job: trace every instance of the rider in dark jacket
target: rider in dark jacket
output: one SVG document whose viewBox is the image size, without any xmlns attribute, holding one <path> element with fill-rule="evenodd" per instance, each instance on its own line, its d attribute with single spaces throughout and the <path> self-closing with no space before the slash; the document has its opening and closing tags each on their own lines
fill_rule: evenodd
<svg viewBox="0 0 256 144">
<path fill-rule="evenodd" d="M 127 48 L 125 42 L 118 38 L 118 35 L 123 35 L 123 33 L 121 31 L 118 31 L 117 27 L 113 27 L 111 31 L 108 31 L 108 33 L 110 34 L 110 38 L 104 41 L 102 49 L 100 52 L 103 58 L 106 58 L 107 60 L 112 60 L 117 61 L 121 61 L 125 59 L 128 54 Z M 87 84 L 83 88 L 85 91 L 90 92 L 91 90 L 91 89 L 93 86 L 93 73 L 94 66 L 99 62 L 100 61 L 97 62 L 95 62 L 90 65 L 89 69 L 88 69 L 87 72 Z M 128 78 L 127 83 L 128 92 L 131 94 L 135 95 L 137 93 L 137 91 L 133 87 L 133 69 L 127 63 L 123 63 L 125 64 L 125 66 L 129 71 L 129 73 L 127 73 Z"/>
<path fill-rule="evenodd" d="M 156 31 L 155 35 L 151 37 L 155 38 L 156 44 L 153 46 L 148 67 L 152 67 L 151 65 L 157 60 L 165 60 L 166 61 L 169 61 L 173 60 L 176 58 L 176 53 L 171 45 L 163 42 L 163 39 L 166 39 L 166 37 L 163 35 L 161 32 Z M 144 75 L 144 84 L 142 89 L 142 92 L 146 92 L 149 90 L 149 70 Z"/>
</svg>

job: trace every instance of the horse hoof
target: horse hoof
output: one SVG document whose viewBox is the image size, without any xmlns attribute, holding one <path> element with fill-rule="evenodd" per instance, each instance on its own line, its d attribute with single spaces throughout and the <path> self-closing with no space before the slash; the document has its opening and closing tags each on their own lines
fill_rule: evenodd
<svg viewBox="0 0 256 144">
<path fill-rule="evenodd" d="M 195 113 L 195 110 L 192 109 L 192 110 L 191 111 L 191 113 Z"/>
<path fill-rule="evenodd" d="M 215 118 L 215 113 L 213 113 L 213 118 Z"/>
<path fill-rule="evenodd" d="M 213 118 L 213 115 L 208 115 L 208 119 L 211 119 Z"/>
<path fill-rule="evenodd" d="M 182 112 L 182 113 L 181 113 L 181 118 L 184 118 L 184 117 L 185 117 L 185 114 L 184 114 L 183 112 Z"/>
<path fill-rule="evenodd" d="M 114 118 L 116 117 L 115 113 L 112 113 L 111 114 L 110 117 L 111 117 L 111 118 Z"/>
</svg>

:: Written exercise ::
Reproduce all of the material above word for word, keeping every line and its order unchanged.

:: Task solution ::
job: trace every instance of the rider in dark jacket
target: rider in dark jacket
output: one SVG document whose viewBox is the image size, without any xmlns attribute, holding one <path> element with fill-rule="evenodd" per instance, each instance on its own line, its d attribute with single spaces throughout and the <path> self-closing with no space before the slash; the document has its opening and closing tags each on their own lines
fill_rule: evenodd
<svg viewBox="0 0 256 144">
<path fill-rule="evenodd" d="M 127 48 L 125 42 L 118 38 L 118 35 L 123 35 L 123 33 L 121 31 L 118 31 L 117 27 L 113 27 L 111 31 L 108 31 L 108 33 L 110 34 L 110 38 L 104 41 L 102 49 L 100 52 L 103 58 L 106 58 L 107 60 L 112 60 L 117 61 L 121 61 L 125 59 L 128 54 Z M 87 84 L 83 88 L 85 91 L 90 92 L 91 90 L 91 89 L 93 86 L 93 73 L 94 66 L 99 62 L 100 61 L 97 62 L 95 62 L 90 65 L 89 69 L 88 69 L 87 72 Z M 128 78 L 127 83 L 128 92 L 131 94 L 135 95 L 137 93 L 137 91 L 133 87 L 133 69 L 127 63 L 123 63 L 125 64 L 125 66 L 129 71 L 129 73 L 127 73 Z"/>
<path fill-rule="evenodd" d="M 156 31 L 155 35 L 151 37 L 155 38 L 156 44 L 153 46 L 148 67 L 152 67 L 151 65 L 157 60 L 165 60 L 166 61 L 169 61 L 173 60 L 176 58 L 176 53 L 171 45 L 163 42 L 163 39 L 166 39 L 166 37 L 163 35 L 161 32 Z M 144 75 L 144 84 L 142 89 L 142 92 L 146 92 L 149 90 L 149 70 Z"/>
</svg>

job: trace every instance of the horse hoof
target: horse hoof
output: one SVG document whose viewBox is the image size, without any xmlns attribute, holding one <path> element with fill-rule="evenodd" per instance, each instance on its own line, its d attribute with single spaces throughout and the <path> self-closing with no space before the slash; the document has its opening and closing tags each on their own lines
fill_rule: evenodd
<svg viewBox="0 0 256 144">
<path fill-rule="evenodd" d="M 195 113 L 195 110 L 192 109 L 192 110 L 191 111 L 191 113 Z"/>
<path fill-rule="evenodd" d="M 215 118 L 215 113 L 213 113 L 213 118 Z"/>
<path fill-rule="evenodd" d="M 213 118 L 213 115 L 208 115 L 208 119 L 211 119 Z"/>
<path fill-rule="evenodd" d="M 182 112 L 182 113 L 181 113 L 181 118 L 184 118 L 184 117 L 185 117 L 185 114 L 184 114 L 183 112 Z"/>
<path fill-rule="evenodd" d="M 114 118 L 116 117 L 115 113 L 112 113 L 111 114 L 110 117 L 111 117 L 111 118 Z"/>
</svg>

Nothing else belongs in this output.